**Brief**
One figure is the whole answer: the number of lines below that contain the word "mask".
= = = =
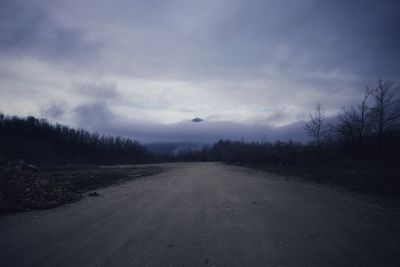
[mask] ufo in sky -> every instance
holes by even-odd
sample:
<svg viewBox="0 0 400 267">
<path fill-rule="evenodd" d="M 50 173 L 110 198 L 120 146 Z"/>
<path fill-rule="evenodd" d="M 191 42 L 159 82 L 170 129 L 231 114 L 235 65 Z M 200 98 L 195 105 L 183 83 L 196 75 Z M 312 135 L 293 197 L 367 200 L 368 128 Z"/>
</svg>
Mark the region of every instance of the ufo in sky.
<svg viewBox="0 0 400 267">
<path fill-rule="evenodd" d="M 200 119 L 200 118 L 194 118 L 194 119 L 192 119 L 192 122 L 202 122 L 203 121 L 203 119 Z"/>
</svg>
= = = =
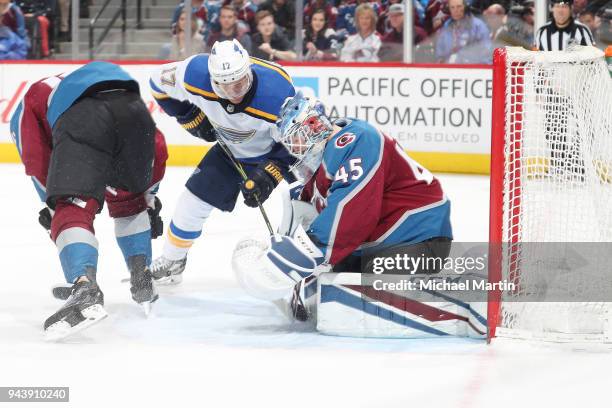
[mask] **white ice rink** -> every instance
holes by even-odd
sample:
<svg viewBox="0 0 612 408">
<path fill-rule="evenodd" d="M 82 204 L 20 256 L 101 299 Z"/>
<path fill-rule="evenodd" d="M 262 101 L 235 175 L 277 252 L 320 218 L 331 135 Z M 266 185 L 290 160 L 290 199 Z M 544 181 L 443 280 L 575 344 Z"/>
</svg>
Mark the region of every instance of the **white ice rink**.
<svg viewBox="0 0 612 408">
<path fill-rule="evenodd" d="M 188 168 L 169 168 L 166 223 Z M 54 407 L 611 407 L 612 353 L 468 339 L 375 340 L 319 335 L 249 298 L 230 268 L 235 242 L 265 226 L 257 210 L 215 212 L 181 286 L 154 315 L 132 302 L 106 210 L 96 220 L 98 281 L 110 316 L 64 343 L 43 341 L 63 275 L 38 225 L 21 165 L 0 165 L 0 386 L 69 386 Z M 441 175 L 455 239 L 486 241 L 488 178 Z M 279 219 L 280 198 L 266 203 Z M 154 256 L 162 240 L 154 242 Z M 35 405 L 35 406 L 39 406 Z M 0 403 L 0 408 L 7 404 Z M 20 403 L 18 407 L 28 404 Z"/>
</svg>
= = = =
**Exercise result**
2